[Vorliegender Text]
+++

Sonne Wind & Wärme
Spanien bringt Erneuerbare in Fahrt

erschienen in Sonne Wind & Wärme 01/2003 S.26-29

Spanien ist einer der größten Wachstums­märkte für erneuer­bare Energien. Die boomende Wirtschaft stößt aber auch mehr Treibhausgase aus. Der Artikel beschreibt die jüngsten Entwicklungen im sonnigen Süden Europas im Hinblick auf das Kyoto-Protokoll und vergleicht sie mit der Lage in Deutschland.

Während sich in Deutschland der Primärenergieverbrauch seit 1990 auf relativ konstantem Niveau bewegt, ist er in Spanien bis zum Jahr 2001 um 31% angestiegen. Die Kohlendioxidemissionen legten in Spanien im gleichen Zeitraum sogar um mehr als 35% zu.Da Spanien im Jahr 1990 nur ein Viertel so viel Treibhausgase wie Deutschland emittierte und damit im Vergleich zu vielen Industrienationen niedrig liegt,gesteht das Kyoto-Protokoll dem Land auf der iberischen Halbinsel bis zum Jahr 2012 Emissionszunahmen von 15% zu.Dieser Zuwachs wurde aber bereits im Jahr 1996 überschritten. Die Mehremissionen können zwar von anderen EU-Staaten kompensiert werden, dennoch dürfte Spanien – sollte der Trend anhalten – bald von der EU die gelbe Karte gezeigt bekommen.
Rationellere Verwendung von Energie ist eine Option, die Spanien verfolgen muss.Während beispielsweise in Deutschland der Anteil der verkauften Kühlgeräte der Effizenzklassen A und B im Jahr 1998 bei 63,8% lag,entschieden sich in Spanien lediglich 22,7% der Käufer für sparsame Geräte.Doch neben der effizienteren Nutzung der Energie sind noch weitere Bausteine nötig,um die Klimaschutzziele zu erreichen.

Ehrgeizige Pläne

Die konservative Regierung in Spanien setzt dazu sehr stark auf regenerative Energien. Im »Plan de Fomento de las Energías Renovables en España« (Plan zur Förderung regenerativer Energien in Spanien) sind ehrgeizige Ziele für das Jahr 2010 formuliert. So möchte Spanien seinen Anteil regenerativer Energien von 6,3% am Primärenergieverbrauch im Jahr 1998 bis zum Jahr 2010 verdoppeln. Da der Primärenergieverbrauch weiter steigt, bedeutet dies sogar einen Zubau der »Erneuerbaren« um 130%.Den Löwenanteil soll dabei die Biomasse leisten, gefolgt von Wasserkraft und Windkraft (Abb.1). Bei regenerativen Anlagen zur Stromerzeugung soll die installierte Leistung im gleichen Zeitraum um 60% gesteigert werden, wobei die Windkraft den größten Teil zum Wachstum beiträgt (Abb. 2).

+++

[Datensätze]
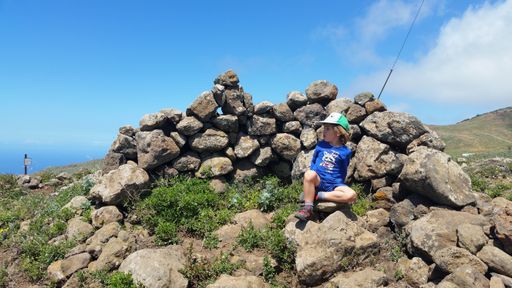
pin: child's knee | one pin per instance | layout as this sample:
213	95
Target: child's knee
310	176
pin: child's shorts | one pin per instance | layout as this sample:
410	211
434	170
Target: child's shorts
328	187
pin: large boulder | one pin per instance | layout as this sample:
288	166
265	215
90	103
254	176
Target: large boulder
259	126
502	219
125	145
286	145
309	115
321	91
433	174
321	247
210	141
204	107
374	159
157	268
118	185
394	128
227	281
438	230
155	149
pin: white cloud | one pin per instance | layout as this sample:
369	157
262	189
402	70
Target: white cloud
470	62
358	44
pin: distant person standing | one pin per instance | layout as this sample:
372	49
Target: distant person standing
325	181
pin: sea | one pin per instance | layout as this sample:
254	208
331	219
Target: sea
12	159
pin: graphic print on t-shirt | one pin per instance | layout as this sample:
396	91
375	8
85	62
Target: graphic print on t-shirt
328	160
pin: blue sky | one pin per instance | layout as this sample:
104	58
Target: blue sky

+++

[Zu erledigen]
1. Nennen Sie bitte alle einzelnen erneuerbaren Energiequellen, die im Text über erneuerbare Energien in Spanien ausdrücklich genannt werden.
2. Fassen Sie den Text über erneuerbare Energien in Spanien in zwei Sätzen zusammen.

[Antworten der Reihe]
1. Biomasse, Wasserkraft, Windkraft

2. In Spanien sind von 1990 bis 2001 der Primärenergieverbrauch um 31 % und die Kohlendioxidemissionen um mehr als 35 % gestiegen, sodass der im Kyoto-Protokoll zugestandene Zuwachs von 15 % schon 1996 überschritten wurde. Um die Klimaschutzziele zu erreichen, setzt die konservative Regierung stark auf regenerative Energien und will deren Anteil am Primärenergieverbrauch von 6,3 % im Jahr 1998 bis 2010 verdoppeln, vor allem mit Biomasse, Wasserkraft und Windkraft.